— Task prompt —
Count the lines of the data below that contain the string "dirt". Reply with the number alone.

— Information provided —

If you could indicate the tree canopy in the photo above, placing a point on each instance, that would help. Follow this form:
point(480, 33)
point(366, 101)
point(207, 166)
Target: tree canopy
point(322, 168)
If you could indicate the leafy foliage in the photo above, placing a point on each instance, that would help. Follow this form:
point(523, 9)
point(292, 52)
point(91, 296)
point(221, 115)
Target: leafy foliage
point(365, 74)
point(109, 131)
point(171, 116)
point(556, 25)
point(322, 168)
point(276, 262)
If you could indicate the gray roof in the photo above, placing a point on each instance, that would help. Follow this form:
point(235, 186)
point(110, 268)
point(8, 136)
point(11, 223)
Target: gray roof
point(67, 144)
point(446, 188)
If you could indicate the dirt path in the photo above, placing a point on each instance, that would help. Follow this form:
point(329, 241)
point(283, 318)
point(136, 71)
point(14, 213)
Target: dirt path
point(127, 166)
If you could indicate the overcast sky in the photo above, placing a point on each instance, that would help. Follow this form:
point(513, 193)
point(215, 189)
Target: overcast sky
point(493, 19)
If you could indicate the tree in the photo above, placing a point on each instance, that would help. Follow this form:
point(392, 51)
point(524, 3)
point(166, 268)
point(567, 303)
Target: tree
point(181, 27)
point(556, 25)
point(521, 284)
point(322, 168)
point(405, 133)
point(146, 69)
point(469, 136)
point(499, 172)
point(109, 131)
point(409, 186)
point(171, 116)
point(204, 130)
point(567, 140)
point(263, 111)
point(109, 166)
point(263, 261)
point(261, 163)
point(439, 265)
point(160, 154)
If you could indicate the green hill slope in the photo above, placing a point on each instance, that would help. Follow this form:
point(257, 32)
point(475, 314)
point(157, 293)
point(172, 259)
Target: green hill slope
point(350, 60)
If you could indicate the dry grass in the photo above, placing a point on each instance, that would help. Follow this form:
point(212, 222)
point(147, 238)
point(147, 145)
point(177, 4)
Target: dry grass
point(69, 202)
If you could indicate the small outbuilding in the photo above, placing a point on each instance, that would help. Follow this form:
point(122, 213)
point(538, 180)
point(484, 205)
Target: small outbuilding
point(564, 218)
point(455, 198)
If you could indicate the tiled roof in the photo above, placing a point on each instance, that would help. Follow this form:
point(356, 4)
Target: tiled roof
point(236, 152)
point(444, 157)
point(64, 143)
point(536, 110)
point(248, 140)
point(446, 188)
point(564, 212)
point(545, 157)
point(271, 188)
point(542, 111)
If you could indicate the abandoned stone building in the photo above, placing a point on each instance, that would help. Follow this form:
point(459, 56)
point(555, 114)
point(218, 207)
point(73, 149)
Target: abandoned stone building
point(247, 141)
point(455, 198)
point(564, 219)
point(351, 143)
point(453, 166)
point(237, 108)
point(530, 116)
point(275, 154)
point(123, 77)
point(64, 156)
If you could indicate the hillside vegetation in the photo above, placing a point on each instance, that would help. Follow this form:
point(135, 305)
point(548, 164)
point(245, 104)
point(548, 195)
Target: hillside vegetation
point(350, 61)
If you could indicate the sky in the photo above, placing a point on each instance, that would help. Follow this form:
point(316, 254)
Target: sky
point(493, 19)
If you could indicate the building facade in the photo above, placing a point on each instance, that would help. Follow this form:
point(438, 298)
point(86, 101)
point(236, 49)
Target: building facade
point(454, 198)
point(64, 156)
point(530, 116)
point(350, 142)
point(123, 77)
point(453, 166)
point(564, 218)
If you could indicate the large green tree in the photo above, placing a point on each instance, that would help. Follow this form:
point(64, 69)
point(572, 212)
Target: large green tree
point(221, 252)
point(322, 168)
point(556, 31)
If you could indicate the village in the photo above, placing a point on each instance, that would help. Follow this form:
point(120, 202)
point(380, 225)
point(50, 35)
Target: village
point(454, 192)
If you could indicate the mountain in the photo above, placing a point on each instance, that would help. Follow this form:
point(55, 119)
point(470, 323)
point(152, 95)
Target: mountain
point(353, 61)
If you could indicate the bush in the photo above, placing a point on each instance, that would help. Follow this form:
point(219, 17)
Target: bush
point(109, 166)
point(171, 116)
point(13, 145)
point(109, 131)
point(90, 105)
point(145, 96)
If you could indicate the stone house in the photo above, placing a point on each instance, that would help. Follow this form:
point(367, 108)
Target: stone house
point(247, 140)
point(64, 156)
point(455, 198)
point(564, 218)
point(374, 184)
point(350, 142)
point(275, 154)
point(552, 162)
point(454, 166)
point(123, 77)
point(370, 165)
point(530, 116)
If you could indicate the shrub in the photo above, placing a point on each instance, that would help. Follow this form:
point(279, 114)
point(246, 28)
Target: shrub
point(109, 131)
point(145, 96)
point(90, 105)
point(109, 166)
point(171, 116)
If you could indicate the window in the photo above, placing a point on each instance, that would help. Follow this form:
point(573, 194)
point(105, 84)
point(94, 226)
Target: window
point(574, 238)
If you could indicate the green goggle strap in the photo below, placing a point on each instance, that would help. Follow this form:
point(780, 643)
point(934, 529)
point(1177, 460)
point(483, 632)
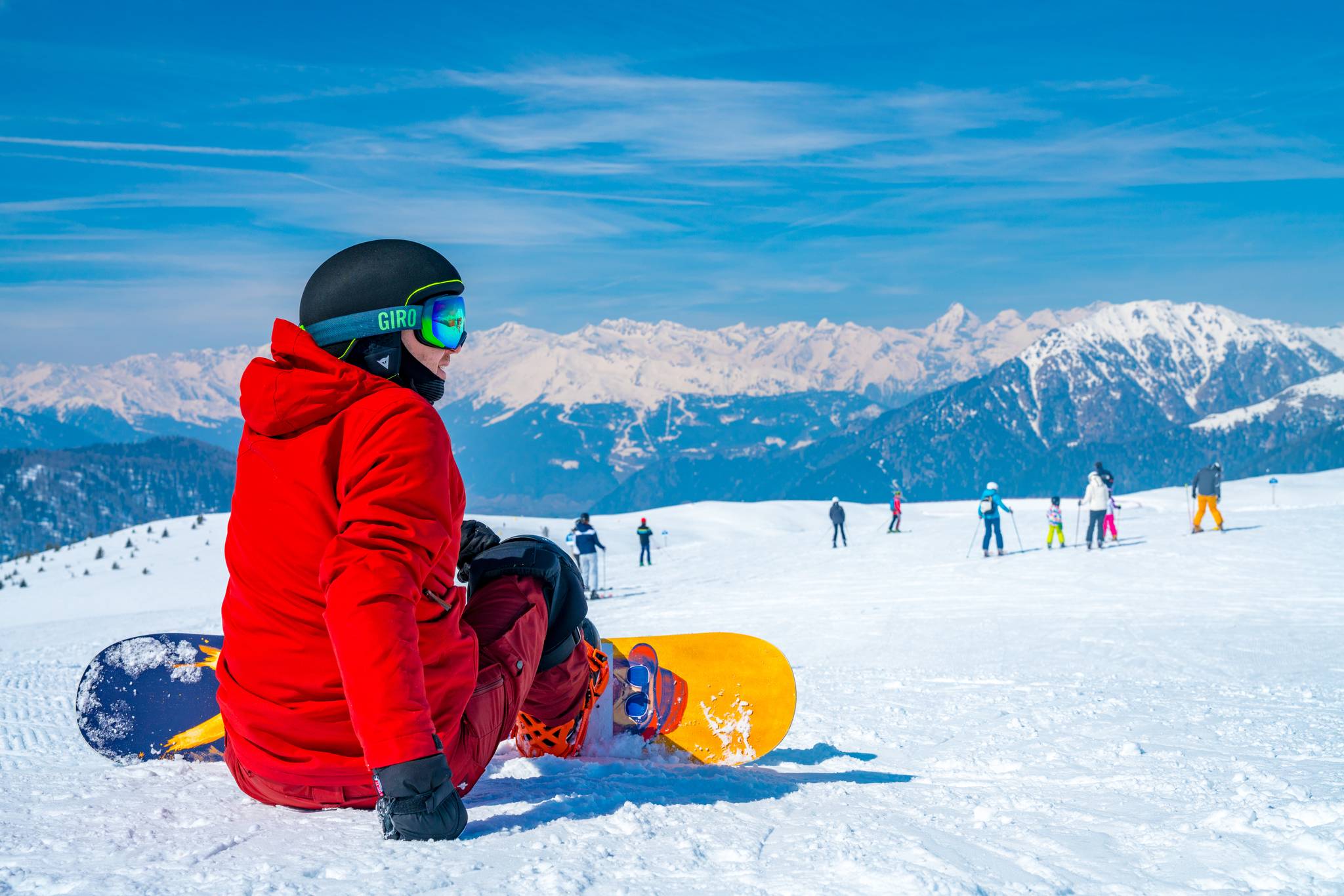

— Written response —
2